**STATED PROBLEM:** Rename "Annotate" to "Mark" everywhere in the entries below and keep every other line unchanged. Leave the pictures out of your version.
— Start TASK INPUTS —
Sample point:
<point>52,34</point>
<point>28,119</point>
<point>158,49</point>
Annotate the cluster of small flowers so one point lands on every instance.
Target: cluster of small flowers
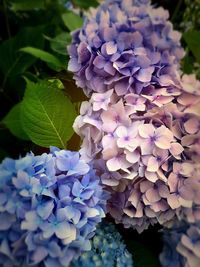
<point>49,208</point>
<point>126,46</point>
<point>141,126</point>
<point>150,151</point>
<point>108,249</point>
<point>181,246</point>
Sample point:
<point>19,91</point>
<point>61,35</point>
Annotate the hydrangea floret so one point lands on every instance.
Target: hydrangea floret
<point>150,150</point>
<point>49,208</point>
<point>126,46</point>
<point>108,249</point>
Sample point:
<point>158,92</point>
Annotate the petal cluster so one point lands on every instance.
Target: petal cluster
<point>108,249</point>
<point>181,246</point>
<point>49,208</point>
<point>146,148</point>
<point>125,46</point>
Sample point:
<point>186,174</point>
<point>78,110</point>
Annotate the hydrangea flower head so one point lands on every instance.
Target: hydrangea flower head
<point>125,46</point>
<point>181,246</point>
<point>150,151</point>
<point>55,200</point>
<point>108,249</point>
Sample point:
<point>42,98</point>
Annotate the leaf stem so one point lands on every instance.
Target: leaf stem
<point>6,18</point>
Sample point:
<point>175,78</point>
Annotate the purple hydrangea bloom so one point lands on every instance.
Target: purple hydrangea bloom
<point>181,246</point>
<point>150,148</point>
<point>125,46</point>
<point>49,208</point>
<point>108,249</point>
— End TASK INPUTS —
**ANSWER TO THIS PROBLEM:**
Sample point:
<point>52,34</point>
<point>28,119</point>
<point>158,49</point>
Mark the cluster of small flowers so one point lands on every instance.
Target: cluster of small flowers
<point>49,208</point>
<point>126,46</point>
<point>141,126</point>
<point>150,151</point>
<point>108,249</point>
<point>181,246</point>
Sample point:
<point>19,91</point>
<point>61,35</point>
Mark the hydrangea floret so one point lands on every instance.
Target: hydrangea floret
<point>150,150</point>
<point>49,208</point>
<point>126,46</point>
<point>108,249</point>
Sample point:
<point>158,92</point>
Mark the petal cluster so one point lands on every instance.
Target: petal cluster
<point>108,249</point>
<point>181,246</point>
<point>49,208</point>
<point>146,148</point>
<point>125,46</point>
Sample point:
<point>186,174</point>
<point>78,110</point>
Mark the hydrangea flower head so one point lands on every instance.
Target: hydrangea flower head
<point>125,46</point>
<point>181,246</point>
<point>150,151</point>
<point>55,200</point>
<point>108,249</point>
Sample point:
<point>42,98</point>
Mark the leaf stem so one point lands on every instance.
Target: leaf stem
<point>6,18</point>
Sample point:
<point>175,78</point>
Mark the purple hydrangea bloom so one point lands on every instance.
Target: purple hydrangea bloom
<point>181,246</point>
<point>150,148</point>
<point>125,46</point>
<point>49,208</point>
<point>108,249</point>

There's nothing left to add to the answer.